Selected passage:
━━━━━━

How do i sort lines lexigraphical in bash?


 
Thread Tools Search this Thread
Top Forums Shell Programming and Scripting How do i sort lines lexigraphical in bash?
# 1  
Old 12-19-2016
How do i sort lines lexigraphical in bash?

I am currently having some problems with my script not sorting my files lexiographically.

The error seem to be localized here where i sort the utt2spk file, which is done like this..

Code:
    for x in test train; do
            for f in text utt2spk; do
                sort data/$x/$f -o data/$x/$f
            done
    done

The problem with this for - loop is that it doesn't sort the numbers correctly. In this case i am having the text

Code:
    fkdo-b-cen6 fkdo
    fkdo-b-cen7 fkdo
    fkdo-b-cen8 fkdo
    flrp-b-an2121 flrp
    flrp-b-an21 flrp
    flrp-b-an22 flrp
    flrp-b-an23 flrp
    flrp-b-an24 flrp
    flrp-b-an25 flrp
    flrp-b-cen1 flrp

which should have been

Code:
    fkdo-b-cen6 fkdo
    fkdo-b-cen7 fkdo
    fkdo-b-cen8 fkdo
    flrp-b-an21 flrp
    flrp-b-an22 flrp
    flrp-b-an23 flrp
    flrp-b-an24 flrp
    flrp-b-an25 flrp
    flrp-b-an2121 flrp
    flrp-b-cen1 flrp

So why isn't it sorting it correctly?, and how does I make it sort correctly?

━━━━━━

Work instructions:
Answer from the forum thread on sorting lines in bash, one question per line:
(a) What date appears on the post?
(b) Which two files does the inner loop of the script sort?
(c) In the output the poster expected, which line comes right after "flrp-b-an25 flrp"?

Data segment:
━━━━━━

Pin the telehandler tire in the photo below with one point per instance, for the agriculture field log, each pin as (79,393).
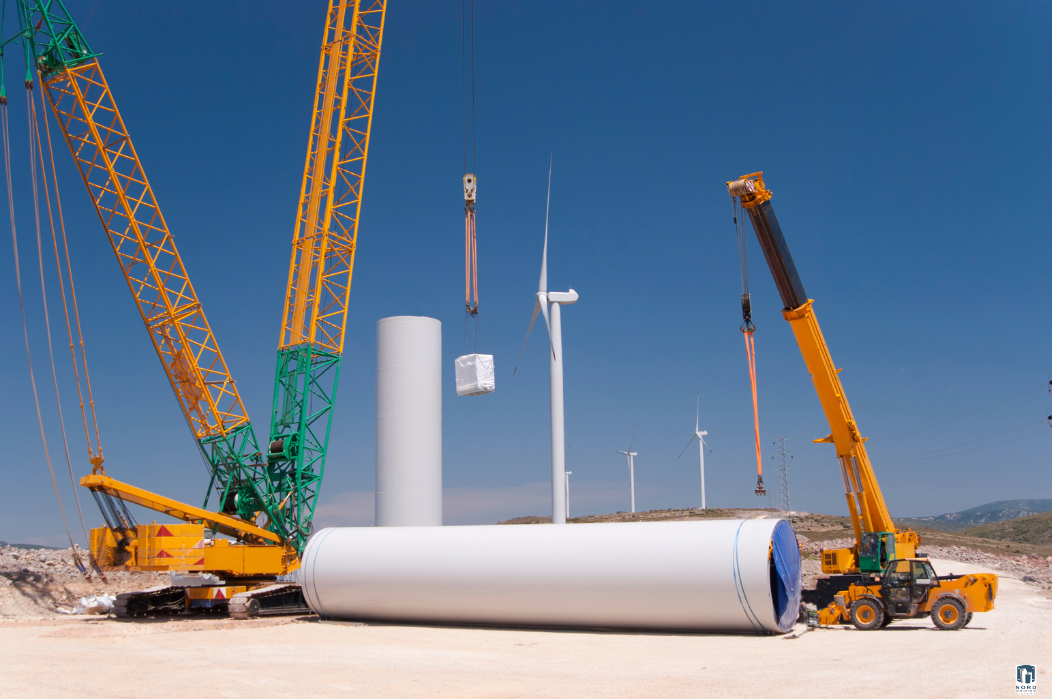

━━━━━━

Correct output:
(a) 12-19-2016
(b) text and utt2spk
(c) flrp-b-an2121 flrp